LITTÉRATURE: René Noyau, Jean Erenne, ange d’airain, homme de demain

La parution la semaine dernière du premier tome de l’oeuvre de René Noyau, présentée et commentée par son propre fils Gérard, lui-même ancien professeur de langues en Angleterre, doit être considérée comme un événement d’ampleur nationale et même internationale. Un premier pas a été franchi le lundi 24 septembre quand le responsable de la cellule Culture et Avenir du bureau du Premier ministre Alain Gordon-Gentil a présenté aux journalistes et invités l’ouvrage imprimé sur les presses du gouvernement. Mais cet exercice mondain était presque anecdotique par rapport au nouveau pas qui va être accompli cette semaine avec la livraison gratuite d’un exemplaire de cet ouvrage dans chaque école et bibliothèque du pays, puis avec la distribution en librairie.
Tous les établissements scolaires et toutes les bibliothèques du pays recevront un exemplaire de René Noyau, l’oeuvre (volume I) à partir de cette semaine. Enseignants et élèves pourront alors découvrir la plume fulgurante de cet homme dont les poèmes et chroniques nous indiquent l’existence d’une littérature singulièrement mauricienne, extraordinairement moderne par rapport à l’époque à laquelle elle a été écrite, tout à fait pertinente et encore en avance dans l’actuel 21e siècle. L’Ange aux pieds d’airain, tout comme le recueil Le Labyrinthe Illuminé ou bien sûr le subtil Séga de liberté, nous montrent à quel point ce poète savait mettre la langue au pas du feu qui l’animait, sculptait les mots dans la singularité d’une pensée complexe et profonde mais jamais hermétique, toujours tournée vers son public, singulière et originale.
Une passion dévorante pour toutes les expressions artistiques et pour un journalisme libre, éthique et presque chevaleresque, une foi communicative dans l’île Maurice en devenir dont il n’a cessé de défendre l’Indépendance, une attention sans cesse renouvelée aux plus démunis et aux plus injustement traités ont nourri la vie de cet homme. S’il a livré maintes et maintes fois des batailles sur le terrain des idées, il ne s’est jamais attaqué bassement à ses adversaires, contrairement à certains de ces derniers, qui n’ont pas hésité à l’insulter et à s’en prendre à son physique.
Gérard Noyau, qui prépare ce travail depuis de nombreux mois avec la méticulosité du moine copiste couplée à la patience du rat de bibliothèque, a montré lundi combien l’émotion d’un tel accomplissement fréquentait les limites du supportable. Enrichi par la satisfaction d’être arrivé au bout d’un magnifique chantier, il a rappelé au passage par ses mots et plus encore par l’émotion contenue dans sa voix et son regard, que son père avait souvent été maltraité par la bonne société mauricienne. Trop pudique pour dire qu’il est mort isolé, malade et sans revenu, il a seulement, vite rappelé quelques méchancetés présentes dans les archives du pays (“analphabète” !!! faune erratique, chien errant, etc.).

• _LISTING DE L’EXERCICE_:

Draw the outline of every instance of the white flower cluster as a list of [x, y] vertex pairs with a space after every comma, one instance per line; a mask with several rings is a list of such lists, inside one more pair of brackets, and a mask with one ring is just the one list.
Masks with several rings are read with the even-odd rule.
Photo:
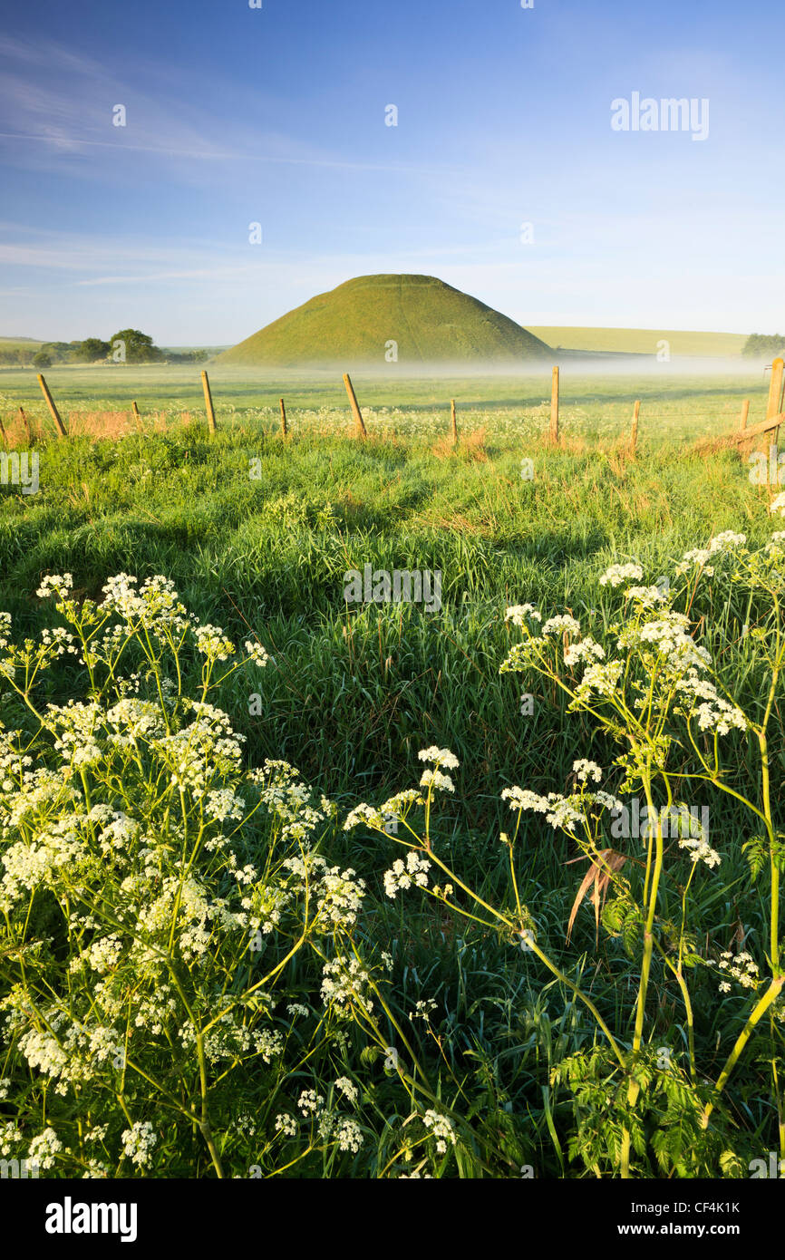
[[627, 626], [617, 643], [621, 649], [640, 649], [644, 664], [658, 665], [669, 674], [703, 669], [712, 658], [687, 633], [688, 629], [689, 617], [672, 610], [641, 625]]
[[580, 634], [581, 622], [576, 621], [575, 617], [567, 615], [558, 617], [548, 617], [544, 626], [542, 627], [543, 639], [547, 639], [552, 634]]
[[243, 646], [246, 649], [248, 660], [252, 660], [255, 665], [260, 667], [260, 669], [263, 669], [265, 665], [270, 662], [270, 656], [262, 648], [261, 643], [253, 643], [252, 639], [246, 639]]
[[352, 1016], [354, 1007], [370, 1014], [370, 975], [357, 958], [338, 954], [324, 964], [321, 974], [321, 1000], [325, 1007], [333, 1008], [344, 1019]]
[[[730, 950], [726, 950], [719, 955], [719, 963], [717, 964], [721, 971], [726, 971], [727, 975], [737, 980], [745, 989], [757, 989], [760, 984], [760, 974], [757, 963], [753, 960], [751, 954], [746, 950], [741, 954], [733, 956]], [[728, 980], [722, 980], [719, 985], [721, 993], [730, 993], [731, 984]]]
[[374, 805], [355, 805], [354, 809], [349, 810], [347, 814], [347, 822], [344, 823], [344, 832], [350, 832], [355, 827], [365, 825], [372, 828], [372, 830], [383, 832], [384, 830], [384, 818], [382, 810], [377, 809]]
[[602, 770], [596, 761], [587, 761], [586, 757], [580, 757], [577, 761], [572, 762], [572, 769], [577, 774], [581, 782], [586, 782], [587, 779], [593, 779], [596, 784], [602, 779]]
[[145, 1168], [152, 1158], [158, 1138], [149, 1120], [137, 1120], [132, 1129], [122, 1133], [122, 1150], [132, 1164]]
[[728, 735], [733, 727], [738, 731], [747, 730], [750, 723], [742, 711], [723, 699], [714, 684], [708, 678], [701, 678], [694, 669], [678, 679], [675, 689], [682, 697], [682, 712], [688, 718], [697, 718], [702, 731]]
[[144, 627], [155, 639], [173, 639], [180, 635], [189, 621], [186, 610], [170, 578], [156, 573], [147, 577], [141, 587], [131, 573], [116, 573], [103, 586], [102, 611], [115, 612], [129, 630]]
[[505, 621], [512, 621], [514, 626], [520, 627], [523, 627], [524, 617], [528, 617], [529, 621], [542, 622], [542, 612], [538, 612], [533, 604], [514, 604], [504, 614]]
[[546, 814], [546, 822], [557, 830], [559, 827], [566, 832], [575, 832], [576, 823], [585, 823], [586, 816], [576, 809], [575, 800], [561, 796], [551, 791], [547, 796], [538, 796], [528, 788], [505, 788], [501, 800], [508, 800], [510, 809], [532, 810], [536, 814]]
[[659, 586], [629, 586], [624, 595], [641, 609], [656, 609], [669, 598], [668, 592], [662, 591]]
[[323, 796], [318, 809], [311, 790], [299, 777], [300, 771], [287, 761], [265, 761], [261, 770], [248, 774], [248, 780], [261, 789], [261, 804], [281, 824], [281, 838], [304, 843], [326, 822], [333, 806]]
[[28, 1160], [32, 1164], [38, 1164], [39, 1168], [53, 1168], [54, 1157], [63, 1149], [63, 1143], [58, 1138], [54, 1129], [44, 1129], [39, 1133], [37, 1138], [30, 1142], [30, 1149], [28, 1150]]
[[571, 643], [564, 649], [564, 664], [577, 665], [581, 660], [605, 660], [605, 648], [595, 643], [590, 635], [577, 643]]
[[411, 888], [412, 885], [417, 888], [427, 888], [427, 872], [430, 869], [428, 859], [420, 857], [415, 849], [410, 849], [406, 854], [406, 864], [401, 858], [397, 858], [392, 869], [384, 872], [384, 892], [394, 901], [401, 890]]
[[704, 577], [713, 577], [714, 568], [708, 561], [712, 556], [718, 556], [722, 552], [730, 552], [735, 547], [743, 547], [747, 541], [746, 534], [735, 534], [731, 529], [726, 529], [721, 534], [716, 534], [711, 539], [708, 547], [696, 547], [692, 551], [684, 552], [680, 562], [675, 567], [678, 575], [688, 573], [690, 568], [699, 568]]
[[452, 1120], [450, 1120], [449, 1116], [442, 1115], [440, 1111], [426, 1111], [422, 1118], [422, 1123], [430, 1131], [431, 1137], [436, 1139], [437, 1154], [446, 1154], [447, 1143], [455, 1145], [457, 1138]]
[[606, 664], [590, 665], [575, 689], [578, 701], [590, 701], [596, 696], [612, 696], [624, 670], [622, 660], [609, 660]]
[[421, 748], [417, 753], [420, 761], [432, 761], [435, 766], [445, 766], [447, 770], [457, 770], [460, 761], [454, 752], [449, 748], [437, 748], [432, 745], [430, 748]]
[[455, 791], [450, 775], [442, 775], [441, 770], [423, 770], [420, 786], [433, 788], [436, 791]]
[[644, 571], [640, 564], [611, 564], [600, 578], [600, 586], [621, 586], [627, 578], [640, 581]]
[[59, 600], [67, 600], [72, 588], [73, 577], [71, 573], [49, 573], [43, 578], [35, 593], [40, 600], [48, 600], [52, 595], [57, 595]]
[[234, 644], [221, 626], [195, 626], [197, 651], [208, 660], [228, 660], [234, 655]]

• _SÉRIE DE TÂCHES_:
1) Ces affirmations concordent-elles avec l’article sur René Noyau ? Répondez à chacune par oui ou non, en citant les mots de l’article qui tranchent. (a) L’ouvrage a été présenté aux journalistes et invités le lundi 24 septembre. (b) Gérard Noyau a enseigné les langues en France. (c) René Noyau s’en est pris au physique de ses adversaires.
2) Restituez sous forme de liste numérotée les lignes du listing, en commençant par la ligne qui contient "610], [641, 625]]" et en allant jusqu’à celle qui contient "1008], [344, 1019]]", sans les lignes vides.

• _RÉPONSES DE L’EXERCICE_:
1)
(a) Oui : « Un premier pas a été franchi le lundi 24 septembre quand le responsable de la cellule Culture et Avenir du bureau du Premier ministre Alain Gordon-Gentil a présenté aux journalistes et invités l’ouvrage »
(b) Non : « lui-même ancien professeur de langues en Angleterre »
(c) Non : « il ne s’est jamais attaqué bassement à ses adversaires »

2)
1. [[627, 626], [617, 643], [621, 649], [640, 649], [644, 664], [658, 665], [669, 674], [703, 669], [712, 658], [687, 633], [688, 629], [689, 617], [672, 610], [641, 625]]
2. [[580, 634], [581, 622], [576, 621], [575, 617], [567, 615], [558, 617], [548, 617], [544, 626], [542, 627], [543, 639], [547, 639], [552, 634]]
3. [[243, 646], [246, 649], [248, 660], [252, 660], [255, 665], [260, 667], [260, 669], [263, 669], [265, 665], [270, 662], [270, 656], [262, 648], [261, 643], [253, 643], [252, 639], [246, 639]]
4. [[352, 1016], [354, 1007], [370, 1014], [370, 975], [357, 958], [338, 954], [324, 964], [321, 974], [321, 1000], [325, 1007], [333, 1008], [344, 1019]]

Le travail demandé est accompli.